┏━━

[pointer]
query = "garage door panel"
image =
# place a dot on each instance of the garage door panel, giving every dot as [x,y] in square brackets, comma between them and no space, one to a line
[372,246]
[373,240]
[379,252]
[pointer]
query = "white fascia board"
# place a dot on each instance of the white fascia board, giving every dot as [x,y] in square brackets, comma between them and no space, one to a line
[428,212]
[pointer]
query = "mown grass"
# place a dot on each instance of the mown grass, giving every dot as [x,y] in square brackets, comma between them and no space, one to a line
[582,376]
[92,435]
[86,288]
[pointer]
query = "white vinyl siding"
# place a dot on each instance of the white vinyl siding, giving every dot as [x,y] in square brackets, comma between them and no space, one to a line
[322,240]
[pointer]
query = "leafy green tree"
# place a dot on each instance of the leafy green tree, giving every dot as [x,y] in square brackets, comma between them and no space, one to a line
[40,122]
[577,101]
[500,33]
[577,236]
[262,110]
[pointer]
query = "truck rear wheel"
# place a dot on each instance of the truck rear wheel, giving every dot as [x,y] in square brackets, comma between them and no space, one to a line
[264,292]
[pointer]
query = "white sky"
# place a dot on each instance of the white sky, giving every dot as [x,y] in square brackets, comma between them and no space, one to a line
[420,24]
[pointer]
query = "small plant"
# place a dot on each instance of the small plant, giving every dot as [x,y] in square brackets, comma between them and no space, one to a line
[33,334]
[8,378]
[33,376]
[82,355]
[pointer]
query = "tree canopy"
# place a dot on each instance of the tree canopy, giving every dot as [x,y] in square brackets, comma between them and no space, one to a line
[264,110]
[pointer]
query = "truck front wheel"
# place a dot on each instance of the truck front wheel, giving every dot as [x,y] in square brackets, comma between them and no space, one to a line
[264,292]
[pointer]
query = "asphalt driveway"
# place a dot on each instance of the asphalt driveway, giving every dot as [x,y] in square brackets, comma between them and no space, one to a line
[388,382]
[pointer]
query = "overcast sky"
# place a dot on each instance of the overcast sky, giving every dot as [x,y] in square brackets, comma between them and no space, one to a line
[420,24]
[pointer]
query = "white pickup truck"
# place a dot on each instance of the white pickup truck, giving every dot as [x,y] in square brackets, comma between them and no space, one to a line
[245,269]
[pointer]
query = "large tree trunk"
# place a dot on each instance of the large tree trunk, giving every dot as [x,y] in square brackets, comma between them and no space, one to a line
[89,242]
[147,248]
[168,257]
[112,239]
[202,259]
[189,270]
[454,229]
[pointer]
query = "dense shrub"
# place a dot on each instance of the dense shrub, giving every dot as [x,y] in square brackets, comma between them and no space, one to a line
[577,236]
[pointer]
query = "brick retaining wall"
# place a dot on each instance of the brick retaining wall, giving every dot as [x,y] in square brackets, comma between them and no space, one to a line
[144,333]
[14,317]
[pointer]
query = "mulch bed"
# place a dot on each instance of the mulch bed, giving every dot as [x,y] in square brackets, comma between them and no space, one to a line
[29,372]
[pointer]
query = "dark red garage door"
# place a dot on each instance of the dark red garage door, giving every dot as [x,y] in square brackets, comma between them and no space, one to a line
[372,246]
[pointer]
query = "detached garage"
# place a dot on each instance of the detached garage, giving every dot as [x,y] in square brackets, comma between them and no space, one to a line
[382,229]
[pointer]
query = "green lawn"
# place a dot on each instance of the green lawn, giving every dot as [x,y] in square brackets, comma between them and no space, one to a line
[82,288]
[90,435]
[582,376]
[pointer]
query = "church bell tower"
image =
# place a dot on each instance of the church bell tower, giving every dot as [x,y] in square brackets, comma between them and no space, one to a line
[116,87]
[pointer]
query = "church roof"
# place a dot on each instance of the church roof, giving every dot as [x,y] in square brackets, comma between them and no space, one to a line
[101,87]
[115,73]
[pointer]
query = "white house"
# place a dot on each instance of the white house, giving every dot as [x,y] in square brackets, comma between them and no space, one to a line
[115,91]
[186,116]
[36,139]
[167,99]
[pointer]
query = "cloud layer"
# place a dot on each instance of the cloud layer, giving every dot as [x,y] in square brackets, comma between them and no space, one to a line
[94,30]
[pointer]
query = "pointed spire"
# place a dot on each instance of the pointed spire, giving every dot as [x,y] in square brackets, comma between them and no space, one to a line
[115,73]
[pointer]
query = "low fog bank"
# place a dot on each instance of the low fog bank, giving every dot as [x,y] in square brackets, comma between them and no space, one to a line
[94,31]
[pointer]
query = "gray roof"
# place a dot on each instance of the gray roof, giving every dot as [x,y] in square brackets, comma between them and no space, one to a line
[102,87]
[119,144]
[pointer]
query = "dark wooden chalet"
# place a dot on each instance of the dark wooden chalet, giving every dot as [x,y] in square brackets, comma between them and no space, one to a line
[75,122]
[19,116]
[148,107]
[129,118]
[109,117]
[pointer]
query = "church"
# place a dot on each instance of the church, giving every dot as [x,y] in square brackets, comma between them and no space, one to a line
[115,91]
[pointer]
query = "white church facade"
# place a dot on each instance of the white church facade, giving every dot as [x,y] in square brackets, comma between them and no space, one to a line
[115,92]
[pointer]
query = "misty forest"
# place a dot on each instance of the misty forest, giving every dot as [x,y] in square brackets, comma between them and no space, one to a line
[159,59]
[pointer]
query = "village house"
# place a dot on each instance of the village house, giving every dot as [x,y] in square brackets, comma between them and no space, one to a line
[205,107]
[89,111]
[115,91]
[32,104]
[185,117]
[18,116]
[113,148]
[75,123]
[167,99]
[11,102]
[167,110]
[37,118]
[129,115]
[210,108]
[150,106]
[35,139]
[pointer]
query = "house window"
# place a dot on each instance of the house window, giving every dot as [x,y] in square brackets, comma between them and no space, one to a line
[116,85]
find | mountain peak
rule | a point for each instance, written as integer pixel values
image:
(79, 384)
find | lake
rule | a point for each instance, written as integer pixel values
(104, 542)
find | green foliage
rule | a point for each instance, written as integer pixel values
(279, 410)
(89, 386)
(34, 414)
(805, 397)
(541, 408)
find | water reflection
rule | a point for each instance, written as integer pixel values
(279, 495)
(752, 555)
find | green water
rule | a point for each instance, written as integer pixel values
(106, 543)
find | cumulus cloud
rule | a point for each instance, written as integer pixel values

┗━━

REQUIRED TASK ->
Go through the entries and repeat each one exactly.

OUTPUT FOR THIS EXERCISE ->
[pointer]
query = "garage door panel"
image =
# place a dot on each instance of the garage door panel, giving every dot as [x,y] in square brackets, comma between them and no space, one to a line
[372,246]
[373,240]
[379,252]
[pointer]
query = "white fascia board"
# place a dot on each instance of the white fascia board, giving every dot as [x,y] in square brackets, comma between them and no space, one to a line
[428,212]
[pointer]
query = "mown grass"
# place a dot on each instance of the mown grass, giving every dot as [x,y] in square brackets, comma between them and no space, one to a line
[582,376]
[92,435]
[86,288]
[pointer]
query = "white vinyl siding"
# place a dot on each instance of the white vinyl siding, giving every dot as [x,y] in square brackets, comma between them and no space, one to a line
[322,240]
[pointer]
query = "leafy green tree"
# place a dot on each instance of the leafy green tree, giving every dot as [x,y] in square brackets, comma between them and no space, one to a line
[40,122]
[577,101]
[500,33]
[577,236]
[262,110]
[pointer]
query = "truck rear wheel"
# place a dot on each instance of the truck rear wheel, giving every dot as [x,y] in square brackets, comma between them and no space, one to a line
[264,292]
[pointer]
query = "white sky"
# place a dot on each instance of the white sky, giving every dot as [x,y] in square brackets, comma between them and no space, one to a line
[420,24]
[pointer]
query = "small plant"
# place a dot on each instance of the small plant, giving every dot as [x,y] in square brackets, comma between them and no space, one to a line
[33,334]
[8,378]
[33,376]
[82,355]
[pointer]
query = "tree canopy"
# place a dot on each instance of the tree canopy, giving every dot as [x,y] in square brackets, comma between them and no space, one to a line
[264,110]
[pointer]
query = "truck front wheel"
# place a dot on each instance of the truck front wheel, giving every dot as [x,y] in square brackets, comma between them and no space, one to a line
[264,292]
[pointer]
query = "asphalt driveway"
# place a dot on each instance of the asphalt driveway, giving every dot as [x,y] in square brackets, comma between them and no space, one to a line
[388,382]
[pointer]
query = "overcast sky"
# place a dot on each instance of the overcast sky, giving every dot as [x,y] in square brackets, comma between them and no space, one to a line
[420,24]
[pointer]
query = "white pickup truck"
# place a dot on each instance of the white pickup truck, giving every dot as [x,y] in square brackets, comma between them and no space, one to a line
[245,269]
[pointer]
query = "large tree trunk"
# place a dot on each instance of the large tree trunk, giving every dot as [x,y] in square brackets, comma between them and no space, one to a line
[89,242]
[147,248]
[168,257]
[112,239]
[202,259]
[189,270]
[454,229]
[pointer]
query = "dense shrub"
# place a dot on each instance of the dense shrub, giving every dot as [x,y] in square brackets, comma between them and no space, one to a line
[577,236]
[pointer]
query = "brick retaining wall"
# place a dot on each instance of the brick retaining wall, giving every dot as [x,y] in square brackets, comma between them and no space, one to a line
[144,333]
[14,317]
[pointer]
query = "mulch bed"
# place a dot on each instance of the mulch bed, giving every dot as [x,y] in square brackets, comma between them and no space, one to a line
[29,372]
[pointer]
query = "dark red garage door"
# place a dot on each instance of the dark red garage door, giving every dot as [x,y] in square brackets, comma between them and no space, one to a line
[372,246]
[pointer]
query = "detached garage"
# place a dot on each instance of the detached garage, giving every dot as [x,y] in square brackets, comma between them and no space, one to a line
[382,229]
[pointer]
query = "green lawn"
# place a dot on each instance of the green lawn, giving every dot as [x,y] in square brackets, comma between them and no space, one to a line
[82,288]
[90,435]
[582,376]
[pointer]
query = "church bell tower"
image =
# place a dot on each instance of the church bell tower, giving every dot as [x,y] in square brackets, comma between them and no space, one to a line
[116,87]
[pointer]
query = "church roof"
# place a dot on each instance of the church roof, giving every dot as [x,y] in square brackets, comma between them and no space, one to a line
[101,87]
[115,73]
[pointer]
query = "white house"
# place a dot on each instance of the white house, giving every dot as [x,y] in square brackets, comma between them and no space, one to a line
[115,91]
[186,116]
[36,139]
[167,99]
[pointer]
query = "cloud layer"
# place a dot on each instance of the cloud layer, giving every dot as [x,y] in square brackets, comma between them and no space, one to a line
[94,30]
[pointer]
query = "pointed spire"
# place a dot on each instance of the pointed spire, giving every dot as [x,y] in square brackets, comma between them and no space, one to a line
[115,73]
[pointer]
query = "low fog bank"
# place a dot on each instance of the low fog bank, giving every dot as [x,y] in square brackets, comma between them and no space, one to a line
[94,31]
[pointer]
query = "gray roof"
# place a dot on each instance of the gray roof, giving every dot as [x,y] in square brackets, comma between them and no space, one to a line
[102,87]
[119,144]
[pointer]
query = "dark wooden chalet"
# place a dot on each instance of the dark wooden chalet, giving every dot as [x,y] in square brackets, comma between them and no space, one to a line
[75,122]
[19,116]
[148,107]
[129,118]
[109,117]
[pointer]
query = "church"
# place a dot on each instance of the church, giving every dot as [x,y] in square brackets, comma between them and no space, one to a line
[115,91]
[pointer]
query = "white church facade"
# place a dot on each instance of the white church facade, giving every dot as [x,y] in square brackets, comma between them and no space, one to a line
[115,92]
[pointer]
query = "misty forest"
# place a dot on each instance of the misty forest, giving every dot as [x,y] in square brackets, comma between them and no space, one to a line
[159,59]
[pointer]
query = "village house"
# place a dot on each instance of the village house, giving every dot as [x,y] in square brackets, comma between them and no space, one to a line
[205,107]
[89,111]
[115,91]
[32,104]
[185,117]
[18,116]
[113,148]
[75,123]
[167,99]
[11,102]
[167,110]
[37,118]
[129,115]
[210,108]
[150,106]
[35,139]
[pointer]
query = "house window"
# place a dot on each instance of the house window, giving every dot as [x,y] in square brackets, comma between them and no space, one to a line
[116,85]
find | mountain peak
rule | a point for each instance, written as integer pixel values
image:
(79, 384)
find | lake
rule | a point for each instance, written as integer pixel values
(104, 542)
find | green foliage
rule | a point for each instance, written as integer pixel values
(279, 410)
(89, 386)
(34, 414)
(805, 397)
(541, 408)
find | water reflection
rule | a point for each instance, written as integer pixel values
(279, 495)
(752, 555)
find | green water
rule | a point for each instance, written as integer pixel values
(106, 543)
find | cumulus cloud
rule | a point for each instance, written as integer pixel values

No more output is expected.